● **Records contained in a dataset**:
# # #
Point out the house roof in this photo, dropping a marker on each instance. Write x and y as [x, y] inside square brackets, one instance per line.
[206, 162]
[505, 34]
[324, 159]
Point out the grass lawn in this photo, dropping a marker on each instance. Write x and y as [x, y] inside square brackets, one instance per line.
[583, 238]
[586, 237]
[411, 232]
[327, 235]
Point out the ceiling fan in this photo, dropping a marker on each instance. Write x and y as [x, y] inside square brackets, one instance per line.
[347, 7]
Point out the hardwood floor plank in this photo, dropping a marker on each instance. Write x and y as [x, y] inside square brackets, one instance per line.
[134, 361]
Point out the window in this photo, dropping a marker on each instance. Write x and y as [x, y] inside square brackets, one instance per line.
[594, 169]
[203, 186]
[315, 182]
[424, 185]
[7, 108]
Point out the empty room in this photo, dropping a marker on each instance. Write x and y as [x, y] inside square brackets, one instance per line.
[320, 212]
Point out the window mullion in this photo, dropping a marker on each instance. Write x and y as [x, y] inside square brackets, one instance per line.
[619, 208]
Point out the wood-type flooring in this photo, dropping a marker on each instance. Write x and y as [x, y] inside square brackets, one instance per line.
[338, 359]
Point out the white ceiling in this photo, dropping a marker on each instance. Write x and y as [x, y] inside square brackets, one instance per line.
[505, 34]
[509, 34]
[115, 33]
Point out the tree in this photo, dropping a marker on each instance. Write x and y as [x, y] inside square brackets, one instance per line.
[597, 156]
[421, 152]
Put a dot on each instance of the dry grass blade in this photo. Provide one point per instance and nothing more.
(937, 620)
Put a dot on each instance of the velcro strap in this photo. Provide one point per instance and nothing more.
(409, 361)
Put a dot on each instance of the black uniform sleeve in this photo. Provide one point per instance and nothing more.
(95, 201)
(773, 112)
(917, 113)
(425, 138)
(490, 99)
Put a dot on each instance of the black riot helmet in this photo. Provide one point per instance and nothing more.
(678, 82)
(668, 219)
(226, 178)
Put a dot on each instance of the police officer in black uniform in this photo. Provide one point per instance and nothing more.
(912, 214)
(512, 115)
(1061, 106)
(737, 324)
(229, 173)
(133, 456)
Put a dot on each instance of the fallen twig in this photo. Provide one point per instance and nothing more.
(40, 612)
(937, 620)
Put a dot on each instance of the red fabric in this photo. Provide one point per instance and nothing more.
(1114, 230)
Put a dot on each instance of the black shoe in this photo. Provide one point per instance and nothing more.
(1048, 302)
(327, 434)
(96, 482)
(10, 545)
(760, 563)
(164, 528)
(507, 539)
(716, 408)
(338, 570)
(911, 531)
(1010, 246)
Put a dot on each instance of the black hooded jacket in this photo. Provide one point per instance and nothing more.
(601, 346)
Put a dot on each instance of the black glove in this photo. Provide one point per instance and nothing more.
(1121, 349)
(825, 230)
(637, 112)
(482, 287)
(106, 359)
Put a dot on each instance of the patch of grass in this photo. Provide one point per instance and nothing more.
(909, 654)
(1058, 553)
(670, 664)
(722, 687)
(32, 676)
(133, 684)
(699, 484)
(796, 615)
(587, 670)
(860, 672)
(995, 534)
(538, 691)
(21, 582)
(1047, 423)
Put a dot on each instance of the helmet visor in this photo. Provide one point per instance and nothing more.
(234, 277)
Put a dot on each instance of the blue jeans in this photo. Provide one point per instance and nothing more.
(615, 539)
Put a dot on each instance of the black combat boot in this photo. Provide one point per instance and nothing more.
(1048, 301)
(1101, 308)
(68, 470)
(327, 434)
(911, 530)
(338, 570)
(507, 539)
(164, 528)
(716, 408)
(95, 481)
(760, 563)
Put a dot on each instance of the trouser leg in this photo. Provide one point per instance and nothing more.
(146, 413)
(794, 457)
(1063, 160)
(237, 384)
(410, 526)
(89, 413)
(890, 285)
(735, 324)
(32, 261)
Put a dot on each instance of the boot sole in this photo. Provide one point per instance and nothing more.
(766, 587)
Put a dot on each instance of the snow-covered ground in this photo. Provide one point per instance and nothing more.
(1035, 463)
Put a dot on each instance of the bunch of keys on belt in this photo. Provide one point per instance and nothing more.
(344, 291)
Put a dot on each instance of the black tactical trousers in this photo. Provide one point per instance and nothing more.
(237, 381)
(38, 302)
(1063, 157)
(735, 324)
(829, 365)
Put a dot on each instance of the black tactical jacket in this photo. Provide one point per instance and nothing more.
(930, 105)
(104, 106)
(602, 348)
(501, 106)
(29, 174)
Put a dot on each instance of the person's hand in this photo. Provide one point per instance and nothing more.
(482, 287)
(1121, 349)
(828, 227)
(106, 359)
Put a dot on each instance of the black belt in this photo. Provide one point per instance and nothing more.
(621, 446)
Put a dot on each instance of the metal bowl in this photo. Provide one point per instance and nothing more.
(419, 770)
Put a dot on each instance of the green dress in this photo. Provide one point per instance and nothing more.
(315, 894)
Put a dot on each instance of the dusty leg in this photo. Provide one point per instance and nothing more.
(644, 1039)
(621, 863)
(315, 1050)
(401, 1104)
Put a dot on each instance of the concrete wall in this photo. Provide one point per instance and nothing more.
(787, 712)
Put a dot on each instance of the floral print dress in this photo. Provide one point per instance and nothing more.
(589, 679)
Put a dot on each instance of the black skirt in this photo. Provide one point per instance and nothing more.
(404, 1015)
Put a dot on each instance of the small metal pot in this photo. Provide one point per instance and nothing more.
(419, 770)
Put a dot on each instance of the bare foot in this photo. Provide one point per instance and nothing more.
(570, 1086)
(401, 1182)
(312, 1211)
# # #
● **Assignment**:
What this exercise asks for is an exact copy of all the records.

● **Response below**:
Point out the house roof in this photo, dropping a marker on each instance. Write x and y as [x, y] inside square brackets, one instance per line.
[206, 162]
[505, 34]
[324, 159]
Point out the grass lawn in this photo, dropping a marker on each instance. Write x and y as [x, y] inside square brackets, one instance per line.
[583, 238]
[586, 237]
[411, 232]
[327, 235]
Point out the ceiling fan in this photo, dropping a marker on each instance. Write x and y as [x, y] inside square brackets, one instance per line.
[347, 7]
Point out the hardwood floor plank in this photo, dropping a marker on each instance. Write x and y as [x, y] inside square brackets, one instance per line.
[134, 361]
Point out the window in this photo, dropping a marker on each instance. Write x and y as [x, y] inside square brackets, one instance per line.
[594, 169]
[203, 186]
[315, 182]
[424, 185]
[7, 108]
Point out the empty room in this photo, dropping a marker on each instance. Write x and y as [x, y] inside square brackets, one instance per line.
[320, 212]
Point out the window mullion in this photo, dropping a marker on each instance. Write x and y as [x, y] inside square brackets, one instance per line.
[619, 208]
Point out the wood-type flooring in this photo, dropping a marker on each instance. Write x and y as [x, y] inside square brackets, one instance per line.
[338, 359]
Point out the white ceiling in this photo, dropping a marker on each instance. Write x and y as [x, y] inside square brackets, one instance per line.
[505, 34]
[509, 34]
[115, 33]
Point out the tree in this photo, dropping a marker on each instance. Write x and y as [x, y] inside square brackets, one instance per line.
[597, 156]
[421, 152]
Put a dot on each instance of the dry grass blade in this photo. Provide one point per instance and nothing more.
(937, 620)
Put a dot on each instance of the velcro strap in this photo. Provide one point per instance and nothing more.
(409, 361)
Put a dot on each instance of the black uniform sleeve in this photo. Provide one point per instance and nothing more.
(95, 201)
(773, 112)
(917, 113)
(425, 138)
(490, 99)
Put a dot on each instance of the black riot helmet in this photo. Provide one point per instance and nothing more.
(678, 82)
(668, 219)
(226, 178)
Put a dot on each instance of the police officer in black uniform in this photo. Provide one point per instance and nothing more.
(912, 214)
(512, 115)
(1061, 106)
(737, 324)
(229, 173)
(133, 456)
Put a dot on each instance of the fallen twig in this photo. Provide one point per instance and nothing more.
(40, 612)
(937, 620)
Put a dot on each instance of the red fabric in this photo. Provide one point per instance and nothing more.
(1114, 230)
Put a dot on each instance of the black shoe in this photo. Provide one point per instance and nothing more.
(1048, 302)
(327, 434)
(96, 482)
(10, 545)
(760, 563)
(164, 528)
(507, 539)
(716, 408)
(338, 570)
(911, 531)
(1010, 246)
Put a dot on each instance of the black hooded jacket in this photo. Provide one point per instance and nothing more.
(601, 346)
Put a dot on each instance of the black glove in this photo. Provide one point per instance and nothing more.
(1121, 349)
(825, 230)
(637, 112)
(482, 287)
(106, 359)
Put a dot on each instance of the patch of grass in this photo. Provide one point per instance and nothing more.
(909, 654)
(1058, 553)
(670, 664)
(722, 687)
(32, 676)
(133, 684)
(699, 484)
(796, 615)
(587, 670)
(860, 672)
(995, 534)
(538, 691)
(21, 582)
(1047, 423)
Put a dot on each instance of the helmet visor in this photo. Provide one point per instance and nothing more.
(234, 277)
Put a dot on each instance of the blue jeans in this photo. Provide one point per instance and nothing more.
(615, 539)
Put a dot on each instance of the black combat boot in this photo. Provide one point per instance and nothing more.
(1048, 301)
(1101, 308)
(68, 470)
(327, 434)
(911, 530)
(338, 570)
(507, 539)
(164, 528)
(716, 408)
(95, 481)
(760, 563)
Put a dot on each instance of the trouser leg in this photo. Provide one point per instance and nothing more.
(146, 413)
(794, 457)
(1063, 160)
(237, 384)
(410, 526)
(89, 413)
(890, 285)
(735, 324)
(32, 261)
Put a dot on each instance of the boot sole in this photo. Provide one point per instance and nothing more.
(766, 587)
Put a dot on each instance of the snow-covered ground in this photo. Provide one point per instance and nothing more.
(1035, 463)
Put a dot on each instance of the bunch of keys on belt in this photo. Provide one point per instance and nothing more.
(344, 291)
Put a dot on each instance of the black tactical trousers in this photo. Provide one point per instance and nothing more.
(237, 381)
(38, 302)
(1063, 157)
(735, 324)
(829, 365)
Put a dot on each instance of the black tactical jacket in this photo. Provide one point per instance and nothing more.
(930, 105)
(104, 106)
(602, 348)
(501, 106)
(29, 174)
Put a dot on each instance of the person's hand in this photo. Provide one point per instance and nothing more.
(482, 287)
(1121, 349)
(828, 227)
(106, 359)
Put a dot on each instance of the black belt in this photo. Provide one point per instance and nothing more.
(621, 446)
Put a dot on each instance of the metal bowl in this photo. Provide one point per instance and nothing more.
(419, 770)
Put a dot on each instance of the green dress in this photo. Provide one point per instance and nothing more.
(315, 894)
Put a dot on each instance of the dusty leg in this photo. Provide one point per instance and nothing more.
(644, 1039)
(621, 863)
(315, 1050)
(401, 1104)
Put a dot on each instance of the concrete wall in this photo. Provide one point per instance and nothing more.
(787, 712)
Put a dot on each instance of the floral print dress in this photo. Provide one point per instance and nothing more.
(589, 679)
Put a dot on each instance of the black skirt in this photo. Provide one point per instance and nothing more.
(404, 1015)
Put a dot on each instance of the small metal pot in this photo. Provide one point per instance and nothing more.
(419, 770)
Put a dot on each instance of the bare foot in this photo. Provide one point per instance and nothing more.
(570, 1086)
(401, 1182)
(312, 1211)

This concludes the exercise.